» Exercise goal
Reproduce every line of the records below word for word, leaving out the pictures.

» Data listing
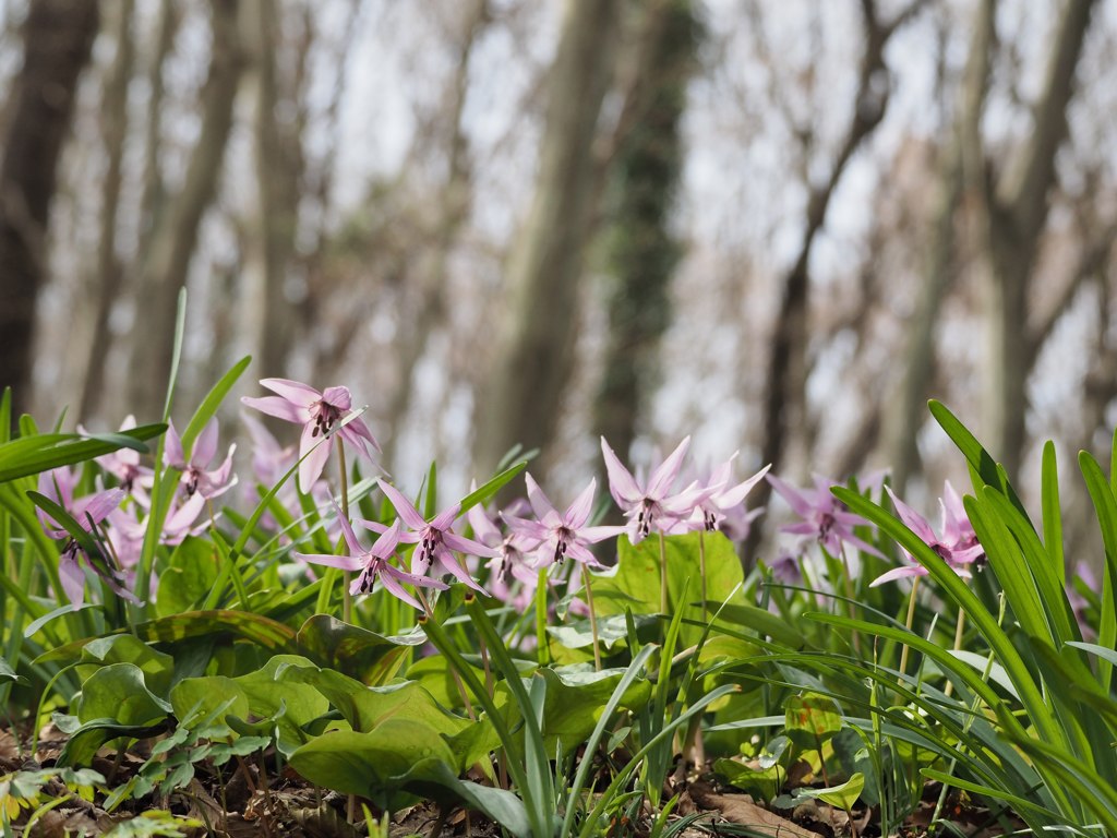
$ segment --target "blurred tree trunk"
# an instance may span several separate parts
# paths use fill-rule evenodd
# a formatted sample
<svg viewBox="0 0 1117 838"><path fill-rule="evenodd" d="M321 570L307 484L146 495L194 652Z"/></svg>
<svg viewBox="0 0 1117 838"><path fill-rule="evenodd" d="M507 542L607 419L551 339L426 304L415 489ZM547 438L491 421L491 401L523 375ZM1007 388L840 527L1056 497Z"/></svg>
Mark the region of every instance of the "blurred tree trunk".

» Output below
$ segment --target "blurred tree trunk"
# an instance may span several separate parts
# paths use fill-rule evenodd
# a formatted sample
<svg viewBox="0 0 1117 838"><path fill-rule="evenodd" d="M321 570L307 484L146 495L194 652Z"/></svg>
<svg viewBox="0 0 1117 838"><path fill-rule="evenodd" d="M507 542L607 419L551 339L426 304L415 489ZM547 438L491 421L491 401L523 375ZM1007 388L840 527L1056 497Z"/></svg>
Mark the region of every instance of the "blurred tree trunk".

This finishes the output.